— Object point labels —
┌──

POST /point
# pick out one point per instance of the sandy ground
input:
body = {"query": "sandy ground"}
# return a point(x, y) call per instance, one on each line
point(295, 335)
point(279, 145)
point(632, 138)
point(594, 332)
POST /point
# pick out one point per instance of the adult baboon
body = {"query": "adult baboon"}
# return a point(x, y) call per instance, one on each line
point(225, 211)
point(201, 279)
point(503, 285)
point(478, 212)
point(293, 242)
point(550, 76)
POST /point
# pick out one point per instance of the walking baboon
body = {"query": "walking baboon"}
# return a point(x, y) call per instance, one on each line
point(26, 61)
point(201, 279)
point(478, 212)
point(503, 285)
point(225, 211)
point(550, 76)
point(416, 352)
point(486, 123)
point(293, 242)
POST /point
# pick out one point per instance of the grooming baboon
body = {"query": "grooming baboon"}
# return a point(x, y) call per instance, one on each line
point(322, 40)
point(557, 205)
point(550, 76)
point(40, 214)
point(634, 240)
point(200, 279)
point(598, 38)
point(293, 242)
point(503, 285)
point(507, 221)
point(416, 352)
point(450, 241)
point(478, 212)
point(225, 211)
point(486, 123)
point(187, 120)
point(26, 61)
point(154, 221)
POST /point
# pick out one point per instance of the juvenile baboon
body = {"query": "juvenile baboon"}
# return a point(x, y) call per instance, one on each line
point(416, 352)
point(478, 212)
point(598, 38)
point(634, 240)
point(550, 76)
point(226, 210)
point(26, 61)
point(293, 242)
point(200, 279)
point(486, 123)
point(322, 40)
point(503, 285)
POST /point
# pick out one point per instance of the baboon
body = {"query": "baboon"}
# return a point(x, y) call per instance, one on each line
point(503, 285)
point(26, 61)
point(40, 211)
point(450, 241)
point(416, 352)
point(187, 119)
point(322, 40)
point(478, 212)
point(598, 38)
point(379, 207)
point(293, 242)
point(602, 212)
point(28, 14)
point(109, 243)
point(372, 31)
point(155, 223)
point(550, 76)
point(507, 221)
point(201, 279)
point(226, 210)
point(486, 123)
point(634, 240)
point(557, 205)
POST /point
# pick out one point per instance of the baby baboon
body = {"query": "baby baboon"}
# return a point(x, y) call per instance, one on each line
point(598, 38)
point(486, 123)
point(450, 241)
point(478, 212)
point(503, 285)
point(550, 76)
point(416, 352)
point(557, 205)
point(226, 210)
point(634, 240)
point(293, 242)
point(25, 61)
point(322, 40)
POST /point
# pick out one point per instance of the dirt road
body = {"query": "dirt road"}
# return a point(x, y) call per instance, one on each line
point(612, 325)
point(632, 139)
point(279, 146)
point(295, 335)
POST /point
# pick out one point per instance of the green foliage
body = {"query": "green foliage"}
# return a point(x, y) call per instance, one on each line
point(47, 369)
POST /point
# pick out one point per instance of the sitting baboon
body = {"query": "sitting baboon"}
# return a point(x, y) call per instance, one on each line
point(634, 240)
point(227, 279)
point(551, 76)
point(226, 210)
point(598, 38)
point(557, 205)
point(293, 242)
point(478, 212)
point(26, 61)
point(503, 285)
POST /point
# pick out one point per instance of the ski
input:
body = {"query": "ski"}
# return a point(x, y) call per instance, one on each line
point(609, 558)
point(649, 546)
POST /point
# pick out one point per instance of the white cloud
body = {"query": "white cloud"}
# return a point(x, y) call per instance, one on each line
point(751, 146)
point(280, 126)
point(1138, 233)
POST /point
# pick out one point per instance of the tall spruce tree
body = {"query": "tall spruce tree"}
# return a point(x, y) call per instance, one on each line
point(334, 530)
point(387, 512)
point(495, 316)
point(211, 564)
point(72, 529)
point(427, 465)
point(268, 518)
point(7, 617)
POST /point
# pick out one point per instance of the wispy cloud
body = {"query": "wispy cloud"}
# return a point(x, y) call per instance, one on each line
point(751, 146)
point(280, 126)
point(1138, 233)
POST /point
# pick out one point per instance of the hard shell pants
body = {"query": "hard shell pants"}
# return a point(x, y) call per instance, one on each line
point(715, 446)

└──

— Exercise aim —
Substitute "mark" for every occurrence of "pick out" across all the records, and give the lines again with everything else unchanged.

— Final result —
POST /point
# mark one point per instance of the sandy ground
input:
body = {"query": "sandy ground"}
# return a point(x, y) call per instance, one on each line
point(295, 335)
point(279, 145)
point(632, 138)
point(594, 332)
POST /point
# mark one point per instance of the adult baboon
body = {"query": "adult baboon"}
# return a point(x, y) call per instance, one on each line
point(225, 211)
point(201, 279)
point(503, 285)
point(478, 212)
point(293, 242)
point(550, 76)
POST /point
# mark one point per instance of the walking baboon
body = {"query": "walking baboon"}
# return a point(x, y) call per instance, one on each line
point(26, 61)
point(201, 279)
point(478, 212)
point(503, 285)
point(225, 211)
point(550, 76)
point(416, 352)
point(486, 123)
point(293, 242)
POST /point
# mark one point per instance of the grooming baboon
body = {"query": "grooming baboon"}
# return a point(x, y) call per instance, one on each line
point(322, 40)
point(557, 205)
point(550, 76)
point(40, 214)
point(634, 240)
point(200, 279)
point(598, 38)
point(293, 242)
point(503, 285)
point(507, 221)
point(416, 352)
point(450, 241)
point(478, 212)
point(225, 211)
point(486, 123)
point(187, 120)
point(26, 61)
point(154, 221)
POST /point
# mark one point per instance of the juvenile baboon
body = {"query": "juvenile baboon"}
# return a point(x, y) call per instance, one on each line
point(416, 352)
point(478, 212)
point(598, 38)
point(634, 240)
point(550, 76)
point(226, 210)
point(26, 61)
point(293, 242)
point(200, 279)
point(486, 123)
point(322, 40)
point(503, 285)
POST /point
# mark one point per instance of the baboon
body = {"query": "baboon"}
# return a point(x, y) call per instance, one on each line
point(503, 285)
point(26, 61)
point(40, 211)
point(450, 241)
point(416, 352)
point(187, 119)
point(322, 40)
point(478, 212)
point(598, 38)
point(379, 207)
point(293, 242)
point(602, 212)
point(28, 14)
point(109, 243)
point(372, 31)
point(155, 223)
point(550, 76)
point(507, 221)
point(201, 279)
point(226, 210)
point(486, 123)
point(634, 240)
point(557, 205)
POST /point
# mark one point per instance of the baby baboon
body = {"query": "baby baboon"}
# return a point(x, y) call per instance, one on each line
point(598, 38)
point(486, 123)
point(450, 241)
point(478, 212)
point(503, 285)
point(550, 76)
point(416, 352)
point(557, 205)
point(226, 210)
point(634, 240)
point(293, 242)
point(25, 61)
point(322, 40)
POST /point
# mark one point per instance of the dirt road
body = {"query": "dirt road"}
# return a point(x, y) call per instance, one on each line
point(612, 325)
point(632, 139)
point(279, 146)
point(295, 335)
POST /point
# mark one point per instance of the green foliage
body = {"query": "green foliage"}
# return a point(x, y) call per instance, one on each line
point(47, 369)
POST /point
# mark one point per instance of the sitting baboon
body = {"query": "sitting baboon"}
# return a point(x, y) call per instance, one on each line
point(634, 240)
point(227, 279)
point(551, 76)
point(226, 210)
point(598, 38)
point(557, 205)
point(293, 242)
point(478, 212)
point(26, 61)
point(503, 285)
POST /point
# mark one point per instance of the ski
input:
body = {"query": "ski"}
# return a point(x, y) call per instance, one on each line
point(609, 558)
point(649, 546)
POST /point
# mark one point per instance of the white cloud
body = {"query": "white cloud"}
# return a point(x, y) call per instance, one on each line
point(751, 146)
point(280, 126)
point(1138, 233)
POST /point
# mark one point per instance of the tall spruce tree
body = {"query": "tall spruce tree"}
# return a point(x, y) call per instance, one on each line
point(334, 530)
point(387, 512)
point(495, 316)
point(211, 564)
point(72, 529)
point(427, 465)
point(268, 518)
point(7, 617)
POST /point
# mark one point per instance of the wispy cloud
body = {"query": "wispy cloud"}
# return a point(x, y) call per instance, one on each line
point(751, 146)
point(280, 126)
point(1138, 233)
POST /point
# mark one point per instance of the hard shell pants
body = {"query": "hard shell pants"}
# return a point(x, y) call per instance, one on each line
point(715, 446)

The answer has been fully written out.